*EXCERPTED PASSAGE*
Cheese: The Food Americans Find Funny

Gordon Edgar in his new, hilarious and informative book “Cheesemonger Life on the Wedge” is incredulous that he, an anarchist punk and politico, became a cheese dude at Rainbow Grocery founded in San Francisco in the 1970’s as a workers cooperative.

“Think about it,” Edgar says. “You only need a cheese dude or diva, an expert, if you’re buying something other than mozzarella.”

Although Americans consume 30 pounds of cheese per year ranking them number seventh in the world, and produce over nine billion pounds of cheese per year, we appear hungry for more. Cheese plates are popular on the menus in Yolo County restaurants; make it yourself cheese classes fill up fast; and retail stores stock more cheese than ever.

The staple of any cheese department, Edgar says, (whose cheese blog goes by the name “gordonzola”) is the factory-made, forty-pound commodity block Cheddar.

It’s simple, affordable and feeds a lot of people. Its price is set at the Chicago Mercantile Exchange, which is why it’s called commodity cheese. Ann, who cofounded the Davis Food Co-op as The Peoples Food Conspiracy Buying Club in the early 1970’s in her home, remembers cutting those forty-pound commodity blocks of Jack and Cheddar cheese, which members drove to West Sacramento to get from Tony Ingolia’s Salami and Cheese Company.

*DIRECTION*
Continue the article about Americans and cheese, picking up right after its last sentence.

*RECORDS PROVIDED*
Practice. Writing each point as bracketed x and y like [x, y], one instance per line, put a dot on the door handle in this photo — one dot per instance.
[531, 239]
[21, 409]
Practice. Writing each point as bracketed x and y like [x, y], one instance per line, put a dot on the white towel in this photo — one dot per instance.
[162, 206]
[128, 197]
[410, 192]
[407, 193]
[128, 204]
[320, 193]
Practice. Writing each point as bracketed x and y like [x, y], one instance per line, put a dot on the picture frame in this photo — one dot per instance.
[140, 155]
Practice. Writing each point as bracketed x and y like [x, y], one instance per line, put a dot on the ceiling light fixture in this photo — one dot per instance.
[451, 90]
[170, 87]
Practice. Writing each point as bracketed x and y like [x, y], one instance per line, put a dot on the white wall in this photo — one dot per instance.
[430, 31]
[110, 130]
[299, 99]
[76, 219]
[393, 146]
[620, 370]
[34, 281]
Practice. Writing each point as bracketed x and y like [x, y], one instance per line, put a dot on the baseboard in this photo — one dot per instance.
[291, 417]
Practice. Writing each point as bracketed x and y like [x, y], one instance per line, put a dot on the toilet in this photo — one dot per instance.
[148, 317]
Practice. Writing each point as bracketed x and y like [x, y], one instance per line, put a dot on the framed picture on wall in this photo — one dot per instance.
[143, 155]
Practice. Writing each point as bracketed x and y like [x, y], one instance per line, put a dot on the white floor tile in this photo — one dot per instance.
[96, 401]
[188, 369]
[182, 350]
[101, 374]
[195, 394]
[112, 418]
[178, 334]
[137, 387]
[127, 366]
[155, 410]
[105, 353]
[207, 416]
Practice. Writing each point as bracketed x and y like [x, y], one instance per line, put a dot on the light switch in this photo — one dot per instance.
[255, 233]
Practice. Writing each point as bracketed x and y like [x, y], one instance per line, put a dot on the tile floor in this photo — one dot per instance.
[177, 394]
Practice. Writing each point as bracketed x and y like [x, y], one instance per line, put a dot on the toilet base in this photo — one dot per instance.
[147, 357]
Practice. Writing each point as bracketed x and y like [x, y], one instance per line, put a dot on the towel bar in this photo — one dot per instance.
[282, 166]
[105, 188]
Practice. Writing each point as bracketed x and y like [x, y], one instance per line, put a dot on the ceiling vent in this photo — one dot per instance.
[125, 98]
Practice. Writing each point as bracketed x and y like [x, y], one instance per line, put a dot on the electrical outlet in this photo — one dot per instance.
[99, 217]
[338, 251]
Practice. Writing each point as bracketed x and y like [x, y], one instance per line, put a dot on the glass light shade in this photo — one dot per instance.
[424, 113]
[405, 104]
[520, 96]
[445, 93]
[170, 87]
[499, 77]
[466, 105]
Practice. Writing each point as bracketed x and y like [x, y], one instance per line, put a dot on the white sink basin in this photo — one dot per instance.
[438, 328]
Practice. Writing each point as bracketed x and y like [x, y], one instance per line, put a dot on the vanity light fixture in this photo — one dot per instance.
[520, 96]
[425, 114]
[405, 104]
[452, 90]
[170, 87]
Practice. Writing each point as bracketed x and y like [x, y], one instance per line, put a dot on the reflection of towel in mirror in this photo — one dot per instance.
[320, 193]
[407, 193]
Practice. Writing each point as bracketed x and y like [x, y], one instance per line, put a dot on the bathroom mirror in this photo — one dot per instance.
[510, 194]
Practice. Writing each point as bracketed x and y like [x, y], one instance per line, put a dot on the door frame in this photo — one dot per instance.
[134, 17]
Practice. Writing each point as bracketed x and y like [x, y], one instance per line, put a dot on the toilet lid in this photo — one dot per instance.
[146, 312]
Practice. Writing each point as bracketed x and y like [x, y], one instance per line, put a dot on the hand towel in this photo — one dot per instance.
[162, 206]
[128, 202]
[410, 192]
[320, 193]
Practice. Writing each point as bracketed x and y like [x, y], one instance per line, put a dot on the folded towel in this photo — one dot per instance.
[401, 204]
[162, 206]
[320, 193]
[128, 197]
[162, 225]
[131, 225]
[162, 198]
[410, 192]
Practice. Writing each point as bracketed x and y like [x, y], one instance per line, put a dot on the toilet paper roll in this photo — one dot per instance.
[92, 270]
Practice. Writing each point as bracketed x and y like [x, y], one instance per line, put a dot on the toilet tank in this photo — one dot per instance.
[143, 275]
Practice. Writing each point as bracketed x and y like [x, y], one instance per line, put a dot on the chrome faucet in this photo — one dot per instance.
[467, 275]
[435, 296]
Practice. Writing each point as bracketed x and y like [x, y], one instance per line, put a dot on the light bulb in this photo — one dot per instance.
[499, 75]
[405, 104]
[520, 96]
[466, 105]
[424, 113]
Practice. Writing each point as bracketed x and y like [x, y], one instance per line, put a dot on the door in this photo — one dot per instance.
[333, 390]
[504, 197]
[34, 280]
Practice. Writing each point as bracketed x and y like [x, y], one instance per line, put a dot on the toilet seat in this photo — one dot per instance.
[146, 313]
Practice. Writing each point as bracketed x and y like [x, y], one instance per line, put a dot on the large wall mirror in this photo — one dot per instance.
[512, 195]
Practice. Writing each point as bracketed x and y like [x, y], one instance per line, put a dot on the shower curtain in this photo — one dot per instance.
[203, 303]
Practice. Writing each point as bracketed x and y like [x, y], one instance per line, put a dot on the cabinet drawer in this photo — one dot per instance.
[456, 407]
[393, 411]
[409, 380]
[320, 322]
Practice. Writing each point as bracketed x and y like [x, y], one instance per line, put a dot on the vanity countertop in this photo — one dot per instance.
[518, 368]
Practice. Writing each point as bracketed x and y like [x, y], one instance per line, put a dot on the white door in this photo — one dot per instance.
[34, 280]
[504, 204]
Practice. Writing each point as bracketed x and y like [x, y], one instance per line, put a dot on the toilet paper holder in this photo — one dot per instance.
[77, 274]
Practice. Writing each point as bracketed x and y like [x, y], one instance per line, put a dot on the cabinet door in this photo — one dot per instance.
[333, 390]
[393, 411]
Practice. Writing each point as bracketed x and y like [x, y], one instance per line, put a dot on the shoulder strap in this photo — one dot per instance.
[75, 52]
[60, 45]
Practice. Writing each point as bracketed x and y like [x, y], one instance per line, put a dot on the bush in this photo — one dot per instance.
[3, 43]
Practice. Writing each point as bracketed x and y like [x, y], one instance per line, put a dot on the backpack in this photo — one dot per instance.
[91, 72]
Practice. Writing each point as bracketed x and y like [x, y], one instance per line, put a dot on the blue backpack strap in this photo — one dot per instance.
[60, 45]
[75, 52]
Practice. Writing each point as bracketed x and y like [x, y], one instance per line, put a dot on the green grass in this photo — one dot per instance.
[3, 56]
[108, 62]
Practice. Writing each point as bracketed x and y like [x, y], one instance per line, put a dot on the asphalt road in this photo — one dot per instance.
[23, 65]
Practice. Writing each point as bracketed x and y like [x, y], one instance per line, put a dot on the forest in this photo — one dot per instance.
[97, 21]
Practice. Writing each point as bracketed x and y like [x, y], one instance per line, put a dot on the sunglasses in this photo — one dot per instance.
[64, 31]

*EXERCISE OUTPUT*
The Davis Food Co-op still buys from Tony’s. Cheese Expert Sara Yost says the commodity cheeses are the most popular at the Co-op, but cheese sales overall are up 20% since in the past year. Yost, who’s been cheese diva with the co-op for 10 years, says her customers are demanding more local cheese.

The Davis Food Co-op has a list of eight cow milk and six goat milk cheese producers that are from within a 100 mile radius, and many more within a larger radius. Ask them for it. They will cut to order, sample, and wax prolific on cheese. Be careful though, Yost keeps a diary on funny cheese stories — she may be the next Cheesemonger turned author.

Artisan cheese, the other end of the spectrum from commodity cheeses, was pioneered in the 1970’s on the east coast with Alison Hooper of Vermont Butter and Cheese Company. Her story is told in the book “American Artisanal” by Rebecca Gray, and even Edgar recounts visits with Hooper. The heart of the movement though was in Northern California with Sue Connelly who founded Cowgirl Creamery and Laura Chenel who championed the art of making fine goat cheese in 1979. They really began to connect cheese to the local environment for people in America as it is and has been connected in Europe for centuries.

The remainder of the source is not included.